### AIM OF THE EXERCISE
The data must be returned in full and exactly as given.

### RECORD SET

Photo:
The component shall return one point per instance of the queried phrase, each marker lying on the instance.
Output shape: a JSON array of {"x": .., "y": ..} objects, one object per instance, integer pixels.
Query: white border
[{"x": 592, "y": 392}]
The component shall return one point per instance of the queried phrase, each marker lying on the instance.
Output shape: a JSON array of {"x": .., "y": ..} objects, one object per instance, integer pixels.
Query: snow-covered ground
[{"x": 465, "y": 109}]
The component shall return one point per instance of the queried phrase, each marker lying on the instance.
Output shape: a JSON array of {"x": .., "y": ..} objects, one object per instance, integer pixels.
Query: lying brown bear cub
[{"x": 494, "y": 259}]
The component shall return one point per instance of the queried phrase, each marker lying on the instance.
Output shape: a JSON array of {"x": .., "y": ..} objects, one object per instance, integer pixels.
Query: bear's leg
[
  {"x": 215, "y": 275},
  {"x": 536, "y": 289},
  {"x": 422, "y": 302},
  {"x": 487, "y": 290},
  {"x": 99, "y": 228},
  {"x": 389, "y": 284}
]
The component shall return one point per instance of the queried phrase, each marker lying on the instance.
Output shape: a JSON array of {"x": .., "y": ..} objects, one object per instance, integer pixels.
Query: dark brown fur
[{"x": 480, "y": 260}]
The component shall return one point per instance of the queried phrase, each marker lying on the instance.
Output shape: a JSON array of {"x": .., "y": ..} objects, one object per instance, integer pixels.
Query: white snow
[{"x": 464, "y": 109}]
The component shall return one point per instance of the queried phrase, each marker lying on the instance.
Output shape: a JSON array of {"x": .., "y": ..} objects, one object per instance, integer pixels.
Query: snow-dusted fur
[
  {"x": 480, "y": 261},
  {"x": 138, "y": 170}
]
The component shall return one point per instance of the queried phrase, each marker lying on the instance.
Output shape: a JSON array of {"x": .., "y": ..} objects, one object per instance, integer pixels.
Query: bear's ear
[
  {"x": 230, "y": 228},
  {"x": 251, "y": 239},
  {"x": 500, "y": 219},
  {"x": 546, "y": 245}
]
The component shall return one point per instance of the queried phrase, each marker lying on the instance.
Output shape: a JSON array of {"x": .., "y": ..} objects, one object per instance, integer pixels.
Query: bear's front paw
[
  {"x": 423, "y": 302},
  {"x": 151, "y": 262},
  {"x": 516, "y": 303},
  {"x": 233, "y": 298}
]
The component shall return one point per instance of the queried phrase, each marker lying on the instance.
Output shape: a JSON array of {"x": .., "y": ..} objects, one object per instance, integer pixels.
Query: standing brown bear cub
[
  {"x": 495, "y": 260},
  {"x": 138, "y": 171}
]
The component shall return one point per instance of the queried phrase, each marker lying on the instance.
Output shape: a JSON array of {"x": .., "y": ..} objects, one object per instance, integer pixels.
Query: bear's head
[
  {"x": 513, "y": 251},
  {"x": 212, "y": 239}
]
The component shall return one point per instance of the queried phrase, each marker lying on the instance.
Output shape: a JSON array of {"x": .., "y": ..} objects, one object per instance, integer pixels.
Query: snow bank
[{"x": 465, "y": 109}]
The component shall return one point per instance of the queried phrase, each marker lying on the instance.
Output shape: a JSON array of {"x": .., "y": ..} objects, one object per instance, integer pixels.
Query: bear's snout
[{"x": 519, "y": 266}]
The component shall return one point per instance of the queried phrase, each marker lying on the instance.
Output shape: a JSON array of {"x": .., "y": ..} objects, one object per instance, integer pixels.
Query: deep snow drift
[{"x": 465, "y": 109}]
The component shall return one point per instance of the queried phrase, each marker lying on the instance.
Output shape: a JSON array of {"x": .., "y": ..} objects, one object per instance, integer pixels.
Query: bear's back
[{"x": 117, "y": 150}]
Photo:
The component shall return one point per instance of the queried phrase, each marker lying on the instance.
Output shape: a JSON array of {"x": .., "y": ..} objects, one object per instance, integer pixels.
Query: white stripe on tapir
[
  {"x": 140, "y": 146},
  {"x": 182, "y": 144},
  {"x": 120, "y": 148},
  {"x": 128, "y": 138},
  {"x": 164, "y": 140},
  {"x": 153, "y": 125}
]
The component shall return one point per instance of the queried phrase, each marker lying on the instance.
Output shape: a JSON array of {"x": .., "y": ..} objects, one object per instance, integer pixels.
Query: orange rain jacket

### ANSWER IN FULL
Photo:
The component shall return one point per instance of the queried phrase, each marker lying on the instance.
Output shape: a JSON array of {"x": .., "y": ..} objects, one object per instance, integer pixels.
Query: white border
[{"x": 592, "y": 392}]
The component shall return one point per instance of the queried phrase, each marker lying on the instance.
Output shape: a JSON array of {"x": .., "y": ..} objects, one object per instance, integer pixels.
Query: snow-covered ground
[{"x": 465, "y": 109}]
The component shall return one point per instance of the queried phrase, each marker lying on the instance.
Output shape: a JSON array of {"x": .., "y": ..} objects, one object per instance, integer pixels.
Query: lying brown bear cub
[{"x": 494, "y": 259}]
The component shall return one point per instance of the queried phrase, each marker lying on the instance.
Output shape: a JSON array of {"x": .., "y": ..} objects, one object per instance, integer pixels.
Query: bear's leg
[
  {"x": 215, "y": 275},
  {"x": 536, "y": 289},
  {"x": 422, "y": 302},
  {"x": 487, "y": 290},
  {"x": 99, "y": 228},
  {"x": 389, "y": 284}
]
The component shall return one point per instance of the queried phrase, each marker lying on the instance.
Output shape: a JSON array of {"x": .., "y": ..} objects, one object per instance, integer pixels.
Query: dark brown fur
[{"x": 480, "y": 260}]
The component shall return one point per instance of the queried phrase, each marker lying on the instance.
Output shape: a JSON array of {"x": .., "y": ..} objects, one object per instance, integer pixels.
Query: white snow
[{"x": 464, "y": 109}]
The component shall return one point per instance of the queried phrase, each marker lying on the instance.
Output shape: a JSON array of {"x": .., "y": ..} objects, one object per instance, integer pixels.
Query: snow-dusted fur
[
  {"x": 480, "y": 261},
  {"x": 138, "y": 170}
]
The component shall return one point per instance of the queried phrase, each marker lying on the instance.
Output shape: a JSON array of {"x": .., "y": ..} objects, one object per instance, integer pixels.
Query: bear's ear
[
  {"x": 230, "y": 228},
  {"x": 251, "y": 239},
  {"x": 500, "y": 219},
  {"x": 546, "y": 245}
]
The component shall return one point per instance of the queried phrase, each marker lying on the instance.
Output shape: a JSON array of {"x": .., "y": ..} objects, one object per instance, integer pixels.
Query: bear's front paw
[
  {"x": 423, "y": 302},
  {"x": 151, "y": 262},
  {"x": 516, "y": 303},
  {"x": 233, "y": 298}
]
The component shall return one point per instance of the queried phrase, each marker lying on the instance.
Output shape: a JSON array of {"x": .., "y": ..} objects, one object per instance, integer pixels.
Query: standing brown bear cub
[
  {"x": 495, "y": 260},
  {"x": 138, "y": 171}
]
The component shall return one point per instance of the queried phrase, each marker lying on the instance.
Output shape: a JSON array of {"x": .., "y": ..} objects, one object per instance, integer pixels.
Query: bear's head
[
  {"x": 513, "y": 251},
  {"x": 212, "y": 239}
]
The component shall return one point per instance of the queried phrase, each marker lying on the instance.
Output shape: a JSON array of {"x": .., "y": ..} objects, one object per instance, integer pixels.
Query: snow bank
[{"x": 465, "y": 109}]
The component shall return one point per instance of the queried phrase, each marker lying on the instance.
Output shape: a JSON array of {"x": .., "y": ..} objects, one object per instance, integer pixels.
Query: bear's snout
[{"x": 519, "y": 266}]
The component shall return one point per instance of the queried phrase, each marker lying on the instance.
Output shape: a JSON array of {"x": .., "y": ..} objects, one object per instance, integer pixels.
Query: deep snow drift
[{"x": 465, "y": 109}]
The component shall return one point per instance of the queried phrase, each marker lying on the instance.
Output shape: a JSON array of {"x": .., "y": ..} objects, one object per instance, integer pixels.
Query: bear's back
[{"x": 117, "y": 150}]
Photo:
The component shall return one point per instance of the queried phrase, each marker lying on the instance.
Output shape: a JSON array of {"x": .., "y": ..} objects, one object per instance, integer pixels.
Query: white stripe on tapir
[
  {"x": 140, "y": 146},
  {"x": 182, "y": 144},
  {"x": 120, "y": 148},
  {"x": 128, "y": 138},
  {"x": 164, "y": 140},
  {"x": 153, "y": 125}
]
The component shall return one point per instance of the queried phrase, each marker lying on the instance.
Output shape: a JSON array of {"x": .., "y": ..} objects, one object per instance, integer pixels.
Query: orange rain jacket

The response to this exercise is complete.